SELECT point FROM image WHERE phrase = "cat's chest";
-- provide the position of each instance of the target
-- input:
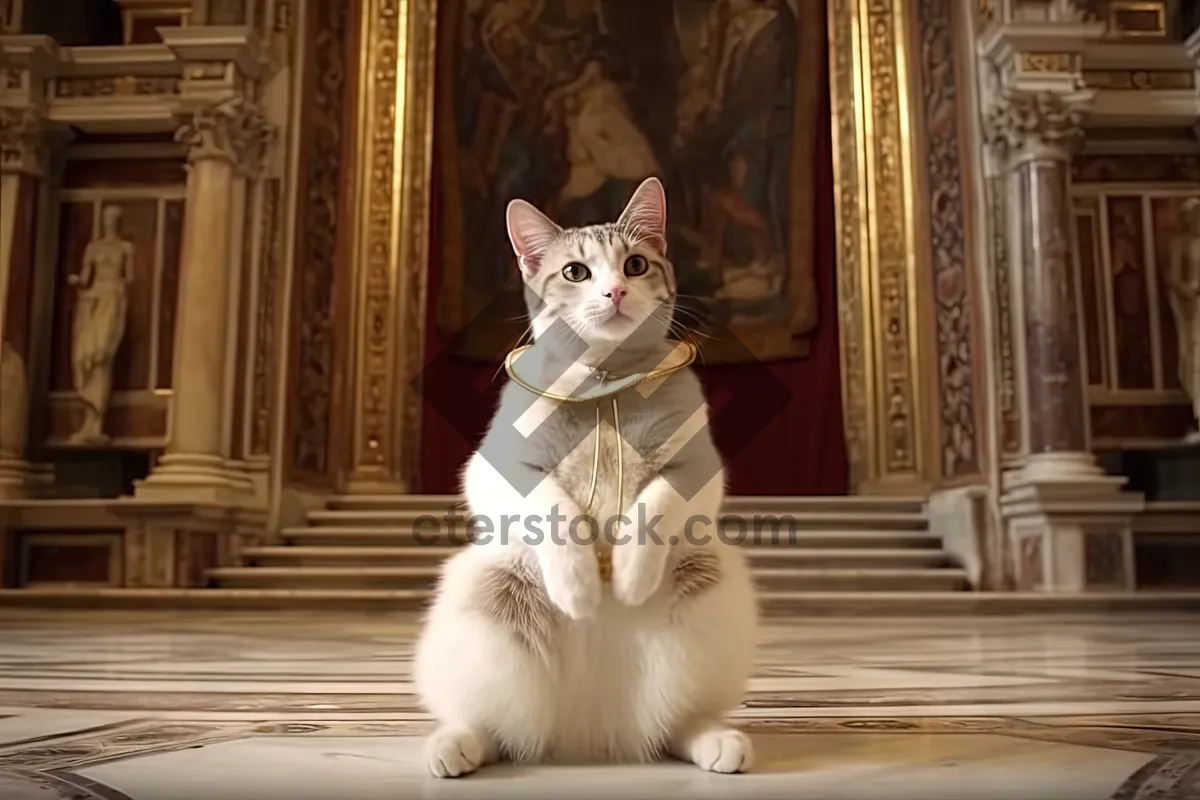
(605, 458)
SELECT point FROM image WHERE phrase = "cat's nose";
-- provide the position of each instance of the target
(616, 294)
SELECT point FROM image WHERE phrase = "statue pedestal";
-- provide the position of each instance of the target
(1170, 473)
(1071, 535)
(97, 471)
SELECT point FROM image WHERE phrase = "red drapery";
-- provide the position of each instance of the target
(801, 451)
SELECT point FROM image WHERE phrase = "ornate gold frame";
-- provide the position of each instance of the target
(877, 270)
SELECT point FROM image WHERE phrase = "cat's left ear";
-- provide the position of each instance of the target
(531, 233)
(646, 215)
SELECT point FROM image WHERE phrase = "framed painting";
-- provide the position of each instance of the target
(570, 103)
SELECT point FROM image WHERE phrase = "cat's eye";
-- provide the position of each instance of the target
(576, 272)
(636, 265)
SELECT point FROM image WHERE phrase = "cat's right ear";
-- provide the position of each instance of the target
(531, 233)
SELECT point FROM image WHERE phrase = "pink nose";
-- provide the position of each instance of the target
(616, 294)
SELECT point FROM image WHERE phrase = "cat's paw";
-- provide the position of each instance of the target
(573, 583)
(723, 750)
(453, 752)
(637, 571)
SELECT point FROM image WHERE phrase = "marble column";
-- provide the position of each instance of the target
(1037, 136)
(21, 175)
(225, 142)
(1068, 525)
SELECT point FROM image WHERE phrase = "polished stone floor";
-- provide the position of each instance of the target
(286, 707)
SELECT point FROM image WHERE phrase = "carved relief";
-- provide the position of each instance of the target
(893, 245)
(234, 131)
(115, 86)
(947, 220)
(393, 274)
(1008, 402)
(263, 380)
(21, 139)
(851, 289)
(317, 246)
(99, 324)
(1024, 119)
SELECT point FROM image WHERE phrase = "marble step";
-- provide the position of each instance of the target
(906, 605)
(750, 519)
(760, 557)
(424, 577)
(354, 535)
(736, 504)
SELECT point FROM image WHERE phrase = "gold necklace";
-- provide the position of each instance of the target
(603, 377)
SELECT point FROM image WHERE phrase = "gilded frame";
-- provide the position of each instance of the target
(876, 242)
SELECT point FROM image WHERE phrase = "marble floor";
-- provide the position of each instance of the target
(273, 707)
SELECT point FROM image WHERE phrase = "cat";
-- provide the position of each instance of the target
(531, 650)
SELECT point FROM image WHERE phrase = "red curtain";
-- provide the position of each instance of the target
(802, 450)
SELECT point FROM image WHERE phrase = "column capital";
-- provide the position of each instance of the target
(1038, 124)
(235, 131)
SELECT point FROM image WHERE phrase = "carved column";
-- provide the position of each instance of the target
(1037, 131)
(225, 142)
(22, 166)
(1066, 523)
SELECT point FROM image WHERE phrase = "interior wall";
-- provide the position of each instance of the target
(1126, 222)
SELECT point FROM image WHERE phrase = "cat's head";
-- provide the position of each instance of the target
(612, 283)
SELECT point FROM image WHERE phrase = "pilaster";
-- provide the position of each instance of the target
(227, 143)
(1062, 513)
(28, 146)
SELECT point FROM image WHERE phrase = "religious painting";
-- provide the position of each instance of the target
(571, 103)
(1168, 223)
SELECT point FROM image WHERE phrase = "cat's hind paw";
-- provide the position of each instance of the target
(453, 752)
(723, 750)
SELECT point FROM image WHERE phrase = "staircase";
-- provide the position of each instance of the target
(366, 547)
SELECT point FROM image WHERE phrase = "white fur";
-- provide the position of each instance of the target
(627, 672)
(631, 674)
┄┄┄┄┄┄┄┄┄┄┄┄┄┄┄┄┄┄┄┄
The result should be the same data as above, line for line, with the pictures gone.

TASK RESPONSE
SELECT point FROM image WHERE phrase = "cat's chest";
-- provide the position of each instance of the target
-- input:
(605, 458)
SELECT point FROM image WHERE phrase = "cat's nose";
-- provide the position of each instance of the target
(616, 294)
SELECT point FROM image WHERE phrase = "statue pedestal";
-- provide the position of each instance of the target
(1170, 473)
(1071, 535)
(97, 471)
SELECT point FROM image WHERE phrase = "red drapery";
-- provide the position of each instance of the target
(801, 451)
SELECT point FROM image WHERE phrase = "ornate gold frame";
-- provide the position of each instance of the target
(877, 270)
SELECT point FROM image WHERE phrase = "cat's left ear";
-- provide the position of each instance of the target
(531, 233)
(646, 215)
SELECT point FROM image WHERE phrase = "framed painting";
-- provide the position of each instance of the target
(570, 103)
SELECT point FROM image WHERE phrase = "cat's eye";
-- provide the position of each instance of the target
(576, 272)
(636, 265)
SELECT point FROM image WHERE phrase = "cat's right ear";
-- provide the position of each instance of the target
(531, 233)
SELECT point FROM image WHERE phrase = "pink nose";
-- provide the position of each instance of the target
(616, 294)
SELECT point FROM image WHERE phrase = "cat's paw";
-- provide the position of each instance of the target
(573, 583)
(723, 750)
(453, 752)
(637, 571)
SELECT point FROM image WHERE phrase = "marble column";
-- provide the position of each instance of the target
(1037, 136)
(21, 175)
(225, 142)
(1068, 525)
SELECT point FROM image WHERE phrase = "polished stone floor";
-- provide the position of each instance of the target
(286, 707)
SELECT point FROM image WHERE phrase = "carved relief";
-- provide the position of each instance of the target
(893, 245)
(234, 131)
(115, 86)
(947, 220)
(393, 274)
(1008, 402)
(263, 380)
(21, 139)
(851, 289)
(317, 246)
(99, 324)
(1024, 119)
SELECT point FROM image WHERE phrase = "marble step";
-- provide the position of each instance of the target
(906, 605)
(750, 519)
(760, 557)
(424, 577)
(354, 535)
(736, 504)
SELECT point FROM image WHERE phrase = "gold necklace";
-- provide the position of each instance of the target
(603, 377)
SELECT point FROM image WHERE phrase = "gilded frame";
-- provide the position of each instance of the target
(876, 242)
SELECT point FROM image WHERE phrase = "marble floor";
-- provide the position of each instance of the target
(273, 707)
SELECT point FROM image WHERE phrase = "cat";
-- provide the position of each instance of the target
(531, 650)
SELECT point FROM image WHERE phrase = "red curtain";
-- provide the position of each instance of the target
(802, 450)
SELECT point FROM image WHERE phrase = "column capital";
-- provide the position of each instance of the target
(1038, 124)
(235, 131)
SELECT point FROM image WHERE phrase = "carved column";
-- provide the position of each instance of the target
(1037, 131)
(225, 142)
(22, 166)
(1066, 523)
SELECT point FROM image WHERE phrase = "interior wall";
-- provide the position of each instance of the target
(1126, 222)
SELECT point FROM image WHERE phrase = "cat's head";
-- provide the position of each instance of the target
(612, 283)
SELECT point FROM image WHERE phrase = "pilaster";
-- provide the position of each instance of the target
(227, 143)
(1062, 513)
(28, 146)
SELECT point FROM image WHERE phrase = "religious painting";
-- provide the position of each instance of the target
(571, 103)
(1168, 223)
SELECT point FROM image WHERE phrase = "cat's hind paw";
-- provide the position of each instance of the target
(453, 752)
(723, 750)
SELECT point FROM image WHERE phrase = "staircase";
-- provide the position of each instance of the target
(366, 547)
SELECT point FROM image WHERE phrase = "white fur";
-- provide the position of each instance of the target
(627, 672)
(631, 674)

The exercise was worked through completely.